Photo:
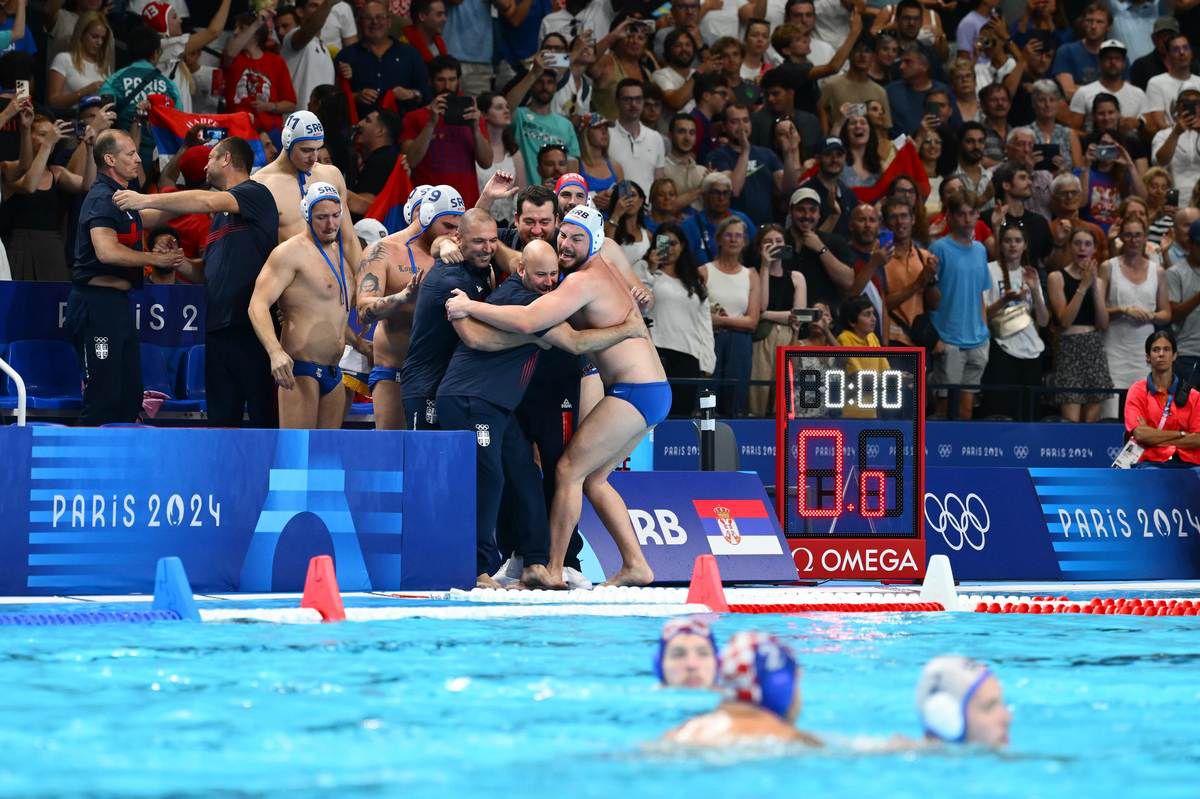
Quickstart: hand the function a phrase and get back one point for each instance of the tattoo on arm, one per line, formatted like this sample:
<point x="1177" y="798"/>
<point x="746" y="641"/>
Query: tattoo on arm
......
Recopiez à l'identique, ligne par ligne, l'ensemble du matériel ci-dessus, en omettant les images.

### Résultat de l'exercice
Photo:
Quickstart: hand the function a phrase and get back one point for each instance of the tattoo on arm, one per line, formatted like this sample:
<point x="1177" y="798"/>
<point x="746" y="641"/>
Query: tattoo on arm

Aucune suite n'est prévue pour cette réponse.